## RECORDS SUPPLIED
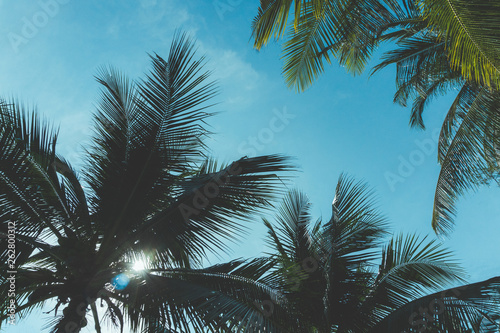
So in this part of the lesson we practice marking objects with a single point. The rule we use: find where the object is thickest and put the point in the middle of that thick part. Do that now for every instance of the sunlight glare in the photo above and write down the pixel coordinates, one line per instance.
(139, 265)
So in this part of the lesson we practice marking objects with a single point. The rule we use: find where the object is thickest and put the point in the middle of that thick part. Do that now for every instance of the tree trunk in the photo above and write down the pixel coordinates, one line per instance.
(73, 316)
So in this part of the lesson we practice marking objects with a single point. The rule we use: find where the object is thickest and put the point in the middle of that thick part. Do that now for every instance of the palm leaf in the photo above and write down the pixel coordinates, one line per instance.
(471, 30)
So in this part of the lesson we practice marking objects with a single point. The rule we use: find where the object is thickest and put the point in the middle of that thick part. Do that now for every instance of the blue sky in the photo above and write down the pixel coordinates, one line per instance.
(342, 124)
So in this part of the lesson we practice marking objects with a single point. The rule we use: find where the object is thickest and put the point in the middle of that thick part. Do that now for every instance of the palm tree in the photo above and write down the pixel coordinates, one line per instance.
(471, 29)
(147, 192)
(349, 30)
(469, 140)
(440, 46)
(320, 30)
(333, 279)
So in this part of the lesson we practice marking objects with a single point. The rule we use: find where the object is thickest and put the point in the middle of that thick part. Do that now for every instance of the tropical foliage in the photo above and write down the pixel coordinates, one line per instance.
(339, 276)
(148, 191)
(440, 46)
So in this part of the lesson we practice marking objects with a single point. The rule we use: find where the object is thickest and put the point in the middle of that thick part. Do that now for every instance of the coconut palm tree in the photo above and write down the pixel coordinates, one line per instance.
(349, 30)
(339, 276)
(440, 46)
(147, 193)
(469, 140)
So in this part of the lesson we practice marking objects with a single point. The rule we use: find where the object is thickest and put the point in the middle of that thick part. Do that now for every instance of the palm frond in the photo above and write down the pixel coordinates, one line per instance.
(471, 31)
(468, 308)
(471, 156)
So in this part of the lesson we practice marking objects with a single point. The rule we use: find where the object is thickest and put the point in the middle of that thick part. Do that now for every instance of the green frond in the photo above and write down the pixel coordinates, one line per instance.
(470, 158)
(471, 31)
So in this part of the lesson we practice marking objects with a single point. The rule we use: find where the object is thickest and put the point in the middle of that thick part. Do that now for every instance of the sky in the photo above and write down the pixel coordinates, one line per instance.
(51, 50)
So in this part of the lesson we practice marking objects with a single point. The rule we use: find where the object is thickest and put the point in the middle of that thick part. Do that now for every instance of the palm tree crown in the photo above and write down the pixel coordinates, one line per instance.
(333, 279)
(147, 192)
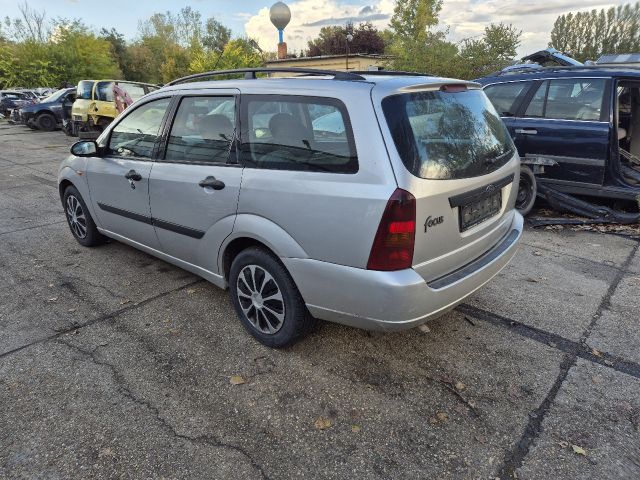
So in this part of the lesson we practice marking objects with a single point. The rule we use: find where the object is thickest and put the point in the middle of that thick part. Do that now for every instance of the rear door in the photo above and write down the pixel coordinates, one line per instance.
(194, 186)
(119, 181)
(565, 126)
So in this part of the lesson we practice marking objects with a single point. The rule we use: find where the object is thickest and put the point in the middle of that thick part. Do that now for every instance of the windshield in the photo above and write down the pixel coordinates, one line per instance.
(54, 96)
(447, 135)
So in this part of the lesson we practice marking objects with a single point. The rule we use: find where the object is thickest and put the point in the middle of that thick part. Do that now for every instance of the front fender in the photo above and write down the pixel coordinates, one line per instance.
(73, 170)
(265, 231)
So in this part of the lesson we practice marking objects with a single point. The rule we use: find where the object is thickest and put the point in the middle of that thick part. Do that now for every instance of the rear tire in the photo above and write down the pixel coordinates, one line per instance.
(267, 300)
(46, 122)
(527, 190)
(82, 226)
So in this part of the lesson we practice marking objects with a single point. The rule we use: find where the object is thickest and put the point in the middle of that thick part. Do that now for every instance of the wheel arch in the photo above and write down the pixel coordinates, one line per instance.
(272, 238)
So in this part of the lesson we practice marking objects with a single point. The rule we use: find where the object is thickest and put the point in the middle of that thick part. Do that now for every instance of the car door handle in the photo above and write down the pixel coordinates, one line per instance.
(133, 175)
(527, 131)
(212, 182)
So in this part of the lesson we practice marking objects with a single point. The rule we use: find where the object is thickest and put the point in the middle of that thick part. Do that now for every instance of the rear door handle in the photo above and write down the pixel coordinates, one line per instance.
(527, 131)
(212, 182)
(133, 175)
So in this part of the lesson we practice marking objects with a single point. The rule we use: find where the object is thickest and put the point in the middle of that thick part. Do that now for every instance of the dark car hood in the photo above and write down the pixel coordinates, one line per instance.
(551, 54)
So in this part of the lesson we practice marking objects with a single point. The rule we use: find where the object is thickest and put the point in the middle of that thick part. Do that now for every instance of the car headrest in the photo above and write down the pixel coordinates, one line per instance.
(286, 130)
(215, 127)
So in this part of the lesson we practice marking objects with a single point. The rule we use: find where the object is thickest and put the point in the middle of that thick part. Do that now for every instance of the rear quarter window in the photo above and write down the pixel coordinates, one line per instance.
(297, 133)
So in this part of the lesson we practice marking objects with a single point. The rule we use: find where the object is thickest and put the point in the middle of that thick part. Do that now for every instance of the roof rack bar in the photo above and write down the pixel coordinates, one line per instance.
(392, 72)
(250, 73)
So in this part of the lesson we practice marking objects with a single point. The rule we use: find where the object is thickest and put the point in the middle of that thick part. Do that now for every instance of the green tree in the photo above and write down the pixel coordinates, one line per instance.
(588, 35)
(118, 48)
(238, 53)
(80, 54)
(215, 35)
(332, 40)
(493, 51)
(416, 45)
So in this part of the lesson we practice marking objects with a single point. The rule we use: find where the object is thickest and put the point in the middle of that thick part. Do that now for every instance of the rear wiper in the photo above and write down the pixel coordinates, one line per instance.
(499, 157)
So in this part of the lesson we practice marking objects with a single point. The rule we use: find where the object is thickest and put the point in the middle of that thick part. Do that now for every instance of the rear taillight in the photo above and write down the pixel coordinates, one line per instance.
(393, 246)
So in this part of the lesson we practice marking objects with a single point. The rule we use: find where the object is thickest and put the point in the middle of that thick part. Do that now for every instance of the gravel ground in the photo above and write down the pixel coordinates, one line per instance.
(114, 364)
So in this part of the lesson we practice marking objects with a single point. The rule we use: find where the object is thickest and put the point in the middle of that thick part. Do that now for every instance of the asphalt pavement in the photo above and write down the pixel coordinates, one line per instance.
(114, 364)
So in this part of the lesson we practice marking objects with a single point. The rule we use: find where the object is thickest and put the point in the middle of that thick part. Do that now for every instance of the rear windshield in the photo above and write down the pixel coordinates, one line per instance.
(447, 135)
(84, 90)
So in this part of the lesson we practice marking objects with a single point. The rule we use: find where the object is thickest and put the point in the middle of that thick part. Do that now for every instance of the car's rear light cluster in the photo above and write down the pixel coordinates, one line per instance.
(393, 245)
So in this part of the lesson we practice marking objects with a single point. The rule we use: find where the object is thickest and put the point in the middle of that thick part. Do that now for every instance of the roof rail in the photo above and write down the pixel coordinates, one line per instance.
(392, 73)
(250, 73)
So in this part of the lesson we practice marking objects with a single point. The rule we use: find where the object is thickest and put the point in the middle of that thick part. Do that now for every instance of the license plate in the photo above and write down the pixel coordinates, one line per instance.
(477, 212)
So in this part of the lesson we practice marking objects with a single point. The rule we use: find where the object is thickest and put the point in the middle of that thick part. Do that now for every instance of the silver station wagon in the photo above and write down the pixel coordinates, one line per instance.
(374, 199)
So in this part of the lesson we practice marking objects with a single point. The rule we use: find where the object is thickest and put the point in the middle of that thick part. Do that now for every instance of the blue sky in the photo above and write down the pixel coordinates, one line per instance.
(465, 18)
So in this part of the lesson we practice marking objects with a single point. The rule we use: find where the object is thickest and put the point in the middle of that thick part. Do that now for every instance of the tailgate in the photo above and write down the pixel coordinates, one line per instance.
(457, 224)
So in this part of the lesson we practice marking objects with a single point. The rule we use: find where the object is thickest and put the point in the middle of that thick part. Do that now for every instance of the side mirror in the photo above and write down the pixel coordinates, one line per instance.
(84, 148)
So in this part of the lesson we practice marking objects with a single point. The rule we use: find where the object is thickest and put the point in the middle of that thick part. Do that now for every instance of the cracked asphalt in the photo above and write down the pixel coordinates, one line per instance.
(114, 364)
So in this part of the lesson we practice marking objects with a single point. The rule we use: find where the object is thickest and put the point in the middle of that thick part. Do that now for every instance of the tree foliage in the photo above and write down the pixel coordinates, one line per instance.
(332, 40)
(493, 51)
(417, 42)
(35, 51)
(588, 35)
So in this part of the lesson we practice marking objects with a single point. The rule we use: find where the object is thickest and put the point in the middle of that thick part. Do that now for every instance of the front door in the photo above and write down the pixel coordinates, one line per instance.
(119, 180)
(193, 186)
(566, 127)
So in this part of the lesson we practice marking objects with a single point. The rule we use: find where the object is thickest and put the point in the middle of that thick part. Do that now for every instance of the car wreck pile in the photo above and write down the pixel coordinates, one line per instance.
(577, 129)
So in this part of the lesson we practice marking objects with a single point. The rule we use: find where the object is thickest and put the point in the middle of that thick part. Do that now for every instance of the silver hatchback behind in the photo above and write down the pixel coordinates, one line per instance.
(372, 199)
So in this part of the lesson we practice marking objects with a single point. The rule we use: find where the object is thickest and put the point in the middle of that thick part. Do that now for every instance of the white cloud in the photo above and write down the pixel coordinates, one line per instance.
(465, 18)
(308, 16)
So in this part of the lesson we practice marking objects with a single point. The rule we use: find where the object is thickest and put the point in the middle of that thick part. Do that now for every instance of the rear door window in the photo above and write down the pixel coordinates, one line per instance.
(104, 92)
(136, 134)
(447, 135)
(84, 89)
(203, 130)
(507, 96)
(134, 91)
(568, 99)
(297, 133)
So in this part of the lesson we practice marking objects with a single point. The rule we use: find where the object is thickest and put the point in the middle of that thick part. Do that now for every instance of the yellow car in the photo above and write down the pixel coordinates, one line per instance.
(98, 102)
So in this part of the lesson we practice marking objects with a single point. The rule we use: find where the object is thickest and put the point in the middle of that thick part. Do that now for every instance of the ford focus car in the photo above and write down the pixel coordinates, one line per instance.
(378, 201)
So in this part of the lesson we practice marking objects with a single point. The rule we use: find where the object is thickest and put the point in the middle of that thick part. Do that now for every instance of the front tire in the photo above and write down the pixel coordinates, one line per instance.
(527, 190)
(267, 300)
(82, 226)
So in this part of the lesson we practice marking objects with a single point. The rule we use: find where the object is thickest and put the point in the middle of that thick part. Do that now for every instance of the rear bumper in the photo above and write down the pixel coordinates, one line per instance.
(397, 300)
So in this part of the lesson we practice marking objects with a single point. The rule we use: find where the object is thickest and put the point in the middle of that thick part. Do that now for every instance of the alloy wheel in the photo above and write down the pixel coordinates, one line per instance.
(76, 217)
(261, 299)
(525, 191)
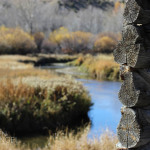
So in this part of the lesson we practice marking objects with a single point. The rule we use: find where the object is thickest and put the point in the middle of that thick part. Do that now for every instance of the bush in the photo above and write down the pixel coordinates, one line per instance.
(48, 46)
(15, 41)
(105, 44)
(71, 42)
(77, 42)
(31, 109)
(39, 38)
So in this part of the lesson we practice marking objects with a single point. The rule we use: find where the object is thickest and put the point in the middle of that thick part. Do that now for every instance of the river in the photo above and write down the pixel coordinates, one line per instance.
(104, 114)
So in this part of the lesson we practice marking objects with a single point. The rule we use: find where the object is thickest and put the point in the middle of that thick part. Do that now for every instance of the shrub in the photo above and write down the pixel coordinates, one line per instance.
(77, 42)
(15, 41)
(29, 109)
(39, 38)
(58, 35)
(48, 46)
(105, 44)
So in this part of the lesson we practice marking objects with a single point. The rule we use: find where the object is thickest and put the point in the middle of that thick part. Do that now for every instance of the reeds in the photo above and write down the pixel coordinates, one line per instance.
(69, 141)
(101, 67)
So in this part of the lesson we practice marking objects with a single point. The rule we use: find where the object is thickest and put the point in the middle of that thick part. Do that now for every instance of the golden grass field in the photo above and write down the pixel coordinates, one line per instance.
(69, 141)
(13, 72)
(101, 66)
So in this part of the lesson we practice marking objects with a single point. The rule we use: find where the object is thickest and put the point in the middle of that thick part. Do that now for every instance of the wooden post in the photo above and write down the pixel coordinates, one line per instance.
(133, 54)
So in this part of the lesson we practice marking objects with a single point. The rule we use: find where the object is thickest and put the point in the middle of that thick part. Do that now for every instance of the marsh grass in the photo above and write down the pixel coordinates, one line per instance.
(69, 141)
(34, 100)
(31, 109)
(101, 67)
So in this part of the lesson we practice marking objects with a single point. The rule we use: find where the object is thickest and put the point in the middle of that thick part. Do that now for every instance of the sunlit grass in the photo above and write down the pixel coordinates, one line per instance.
(101, 67)
(71, 141)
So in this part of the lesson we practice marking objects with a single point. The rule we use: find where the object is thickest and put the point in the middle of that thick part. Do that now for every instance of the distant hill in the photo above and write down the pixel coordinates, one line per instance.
(76, 5)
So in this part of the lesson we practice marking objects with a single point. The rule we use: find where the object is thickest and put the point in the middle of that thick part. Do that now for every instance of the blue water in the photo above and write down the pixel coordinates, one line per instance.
(105, 113)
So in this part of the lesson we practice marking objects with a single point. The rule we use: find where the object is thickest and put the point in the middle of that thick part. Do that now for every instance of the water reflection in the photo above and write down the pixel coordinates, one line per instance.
(105, 112)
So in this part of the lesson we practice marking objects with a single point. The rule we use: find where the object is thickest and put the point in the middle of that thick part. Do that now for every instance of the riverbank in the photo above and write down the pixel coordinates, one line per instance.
(67, 141)
(100, 67)
(35, 100)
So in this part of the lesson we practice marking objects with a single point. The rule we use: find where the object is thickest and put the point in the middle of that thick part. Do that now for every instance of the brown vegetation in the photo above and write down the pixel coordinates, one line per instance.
(101, 67)
(70, 141)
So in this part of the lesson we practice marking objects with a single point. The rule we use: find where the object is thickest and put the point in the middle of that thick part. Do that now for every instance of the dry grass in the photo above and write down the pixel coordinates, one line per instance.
(107, 141)
(11, 68)
(101, 67)
(70, 141)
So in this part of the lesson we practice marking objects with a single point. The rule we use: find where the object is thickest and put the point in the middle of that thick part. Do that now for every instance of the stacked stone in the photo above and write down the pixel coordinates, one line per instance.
(133, 54)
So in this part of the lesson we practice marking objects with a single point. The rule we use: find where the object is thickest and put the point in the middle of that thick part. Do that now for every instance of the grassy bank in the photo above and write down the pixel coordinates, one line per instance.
(101, 67)
(68, 141)
(33, 100)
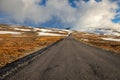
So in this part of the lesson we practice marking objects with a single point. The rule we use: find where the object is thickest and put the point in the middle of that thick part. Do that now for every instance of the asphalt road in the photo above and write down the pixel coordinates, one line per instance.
(71, 60)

## TASK DESCRIPTION
Your answer should consist solely of the lines from the line with "of the brown" to the final line of the listing, set down word for word, pictures omitted.

## COMPLETED EXERCISE
So in this part of the lesson we practice marking objects with a single point. The rule we use: find where the object is thickest and put the point in the middle of that thick part. Do that now for every instance of the brown vegetation in the photo above and write down the pixel coordinates, one line per instance.
(101, 67)
(70, 141)
So in this part of the lesson we practice marking objects with a single point. The rule we use: find where the object is thickest and put the point in the middle of that thick part. Do that now for every instance of the dry grass in the photo above and write down the pixel coordinates, one line per instance.
(107, 141)
(11, 68)
(101, 67)
(70, 141)
So in this part of the lesson we practice marking objects with a single point. The rule we use: find where the object is thickest and put the point in the middle of that thick part. Do that now for every instance of the stacked stone in the photo above and write down the pixel coordinates, one line per instance.
(133, 54)
So in this part of the lesson we practice marking objects with a single point. The rule we use: find where the object is thickest and put the point in the middle of that thick part. Do that now for every instance of the grassy bank in the photo above and write down the pixel coordinates, one line per instance.
(101, 67)
(68, 141)
(33, 100)
So in this part of the lesson we practice marking objects with a single point. The rule we use: find where the object is thickest and put the point in the middle of that thick part. Do that now for every instance of the asphalt road in the photo above and write down the pixel coordinates, one line per instance.
(71, 60)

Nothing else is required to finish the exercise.